#### [Given exercise]
Only the lines from the one containing "query: the noun phrase to segment: kangaroo" to the end of the records belong in the output; print them exactly.

#### [Provided data]
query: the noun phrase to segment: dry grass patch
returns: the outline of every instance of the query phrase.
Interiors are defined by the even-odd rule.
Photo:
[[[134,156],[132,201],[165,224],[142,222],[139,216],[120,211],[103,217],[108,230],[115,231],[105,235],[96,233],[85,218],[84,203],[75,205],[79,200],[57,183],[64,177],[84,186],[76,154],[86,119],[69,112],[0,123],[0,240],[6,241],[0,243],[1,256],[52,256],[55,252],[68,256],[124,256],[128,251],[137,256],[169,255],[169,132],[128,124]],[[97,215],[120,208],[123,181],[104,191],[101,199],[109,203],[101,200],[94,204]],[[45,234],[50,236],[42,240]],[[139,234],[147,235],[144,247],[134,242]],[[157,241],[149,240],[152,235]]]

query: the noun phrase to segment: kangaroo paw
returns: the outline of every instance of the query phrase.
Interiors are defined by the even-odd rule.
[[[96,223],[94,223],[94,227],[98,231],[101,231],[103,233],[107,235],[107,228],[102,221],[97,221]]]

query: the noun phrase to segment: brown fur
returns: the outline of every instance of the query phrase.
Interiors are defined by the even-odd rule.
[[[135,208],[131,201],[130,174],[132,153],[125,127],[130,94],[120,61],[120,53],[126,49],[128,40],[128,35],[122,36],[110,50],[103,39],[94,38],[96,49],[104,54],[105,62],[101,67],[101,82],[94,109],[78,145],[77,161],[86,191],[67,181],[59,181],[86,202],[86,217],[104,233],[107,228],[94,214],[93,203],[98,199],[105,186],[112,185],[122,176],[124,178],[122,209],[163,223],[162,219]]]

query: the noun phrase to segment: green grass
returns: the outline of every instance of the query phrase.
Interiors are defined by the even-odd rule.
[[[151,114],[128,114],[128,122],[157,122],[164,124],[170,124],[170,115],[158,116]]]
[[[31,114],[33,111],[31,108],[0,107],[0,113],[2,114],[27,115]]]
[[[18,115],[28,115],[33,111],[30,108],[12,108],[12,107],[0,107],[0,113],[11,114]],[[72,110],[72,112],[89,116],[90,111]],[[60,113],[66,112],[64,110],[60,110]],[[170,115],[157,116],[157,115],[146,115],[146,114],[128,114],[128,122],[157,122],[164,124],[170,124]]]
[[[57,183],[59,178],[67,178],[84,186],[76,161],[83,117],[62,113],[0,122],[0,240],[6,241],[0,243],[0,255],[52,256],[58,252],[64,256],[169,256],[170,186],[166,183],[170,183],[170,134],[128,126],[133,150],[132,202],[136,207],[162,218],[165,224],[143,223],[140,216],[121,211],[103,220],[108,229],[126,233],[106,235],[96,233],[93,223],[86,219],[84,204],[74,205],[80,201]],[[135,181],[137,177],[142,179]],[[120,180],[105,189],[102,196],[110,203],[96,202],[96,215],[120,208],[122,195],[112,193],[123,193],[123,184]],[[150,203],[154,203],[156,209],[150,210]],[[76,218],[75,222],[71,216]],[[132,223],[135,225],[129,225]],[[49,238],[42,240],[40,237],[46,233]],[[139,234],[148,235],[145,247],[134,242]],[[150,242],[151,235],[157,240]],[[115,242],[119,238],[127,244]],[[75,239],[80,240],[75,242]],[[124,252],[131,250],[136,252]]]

#### [Answer to the exercise]
query: the noun phrase to segment: kangaroo paw
returns: the outline of every instance of the query phrase.
Interiors are defined by the even-odd rule.
[[[96,223],[94,223],[94,227],[98,231],[101,231],[103,233],[107,235],[107,228],[102,221],[97,221]]]

query: the noun phrase to segment: brown fur
returns: the outline of every instance of the query phrase.
Interiors are defined by the even-odd rule.
[[[135,208],[131,201],[130,174],[132,153],[125,127],[130,94],[120,61],[120,53],[126,49],[128,40],[128,35],[122,36],[110,50],[103,39],[94,38],[96,49],[104,54],[105,62],[101,67],[101,82],[94,109],[78,145],[77,161],[86,191],[67,181],[59,181],[86,202],[86,217],[104,233],[107,228],[94,214],[93,203],[98,199],[105,186],[112,185],[122,176],[124,178],[122,209],[163,223],[162,219]]]

query: the noun phrase to segment: green grass
returns: the outline of every instance of the query phrase.
Interiors are defined by the even-odd rule.
[[[151,114],[128,114],[128,122],[157,122],[164,124],[170,124],[170,115],[158,116]]]
[[[31,114],[33,111],[31,108],[0,107],[0,113],[2,114],[27,115]]]
[[[18,115],[28,115],[33,111],[30,108],[12,108],[12,107],[0,107],[0,113],[11,114]],[[72,110],[72,112],[89,116],[90,111]],[[60,113],[66,112],[64,110],[60,110]],[[170,115],[157,116],[157,115],[146,115],[146,114],[128,114],[128,122],[157,122],[164,124],[170,124]]]
[[[57,183],[59,178],[67,178],[84,186],[76,161],[83,117],[62,113],[0,122],[0,240],[6,241],[0,243],[0,255],[52,256],[58,252],[64,256],[169,256],[170,186],[166,183],[170,183],[170,134],[128,126],[133,150],[132,202],[136,207],[162,218],[165,224],[143,223],[140,216],[121,211],[103,220],[108,229],[126,233],[106,235],[96,233],[93,223],[86,219],[84,204],[74,205],[80,201]],[[135,181],[137,177],[142,179]],[[120,180],[105,189],[102,196],[110,203],[96,202],[96,215],[120,208],[122,195],[112,193],[123,193],[123,184]],[[150,203],[154,203],[156,209],[150,210]],[[76,218],[75,222],[71,216]],[[132,223],[135,225],[129,225]],[[49,238],[42,240],[40,237],[46,233]],[[139,234],[148,235],[145,247],[134,242]],[[150,242],[151,235],[157,240]],[[115,242],[119,238],[127,244]],[[75,239],[80,240],[75,242]],[[124,252],[131,250],[136,252]]]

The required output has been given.